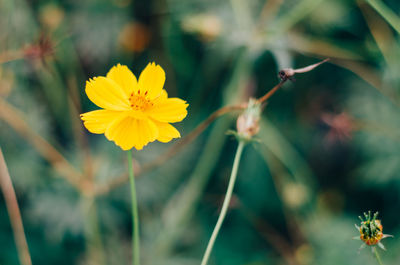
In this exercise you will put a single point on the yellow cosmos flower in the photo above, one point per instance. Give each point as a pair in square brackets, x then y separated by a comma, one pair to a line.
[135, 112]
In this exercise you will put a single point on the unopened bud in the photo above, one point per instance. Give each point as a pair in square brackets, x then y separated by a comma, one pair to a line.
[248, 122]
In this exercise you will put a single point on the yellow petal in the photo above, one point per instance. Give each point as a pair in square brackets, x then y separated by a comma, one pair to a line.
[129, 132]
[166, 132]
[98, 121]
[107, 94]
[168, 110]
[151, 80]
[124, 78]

---

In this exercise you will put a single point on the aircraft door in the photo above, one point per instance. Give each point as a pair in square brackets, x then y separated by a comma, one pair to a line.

==

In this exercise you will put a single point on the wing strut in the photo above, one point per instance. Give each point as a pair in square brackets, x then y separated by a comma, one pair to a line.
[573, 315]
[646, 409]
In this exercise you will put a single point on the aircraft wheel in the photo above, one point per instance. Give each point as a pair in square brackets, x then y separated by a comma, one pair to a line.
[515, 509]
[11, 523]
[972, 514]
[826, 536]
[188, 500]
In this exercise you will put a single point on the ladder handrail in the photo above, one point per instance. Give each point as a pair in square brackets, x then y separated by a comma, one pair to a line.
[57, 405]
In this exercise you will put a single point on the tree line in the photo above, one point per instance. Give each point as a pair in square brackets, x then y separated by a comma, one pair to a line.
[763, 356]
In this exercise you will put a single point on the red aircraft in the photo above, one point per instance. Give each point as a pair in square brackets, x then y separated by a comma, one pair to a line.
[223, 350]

* What is asked: Gather every line of the records above that contains the string "aircraft", copying each one in full. Case counts.

* Problem solution:
In this exercise you will put a single point on the aircraft door in the photo above, one point per instance. Give each point as a pair in square brackets, x then y separated by a comma, one pair to a line.
In this exercise you will put a single point on the aircraft wheel in the photo above, one point per instance. Give each point as a pair in square brackets, x then y separated by a comma, one pair to a line.
In this exercise you will put a single point on the red aircraft in the photo above, one point per instance. Give each point as a pair in square brackets, x then y separated by a comma, one pair to a line.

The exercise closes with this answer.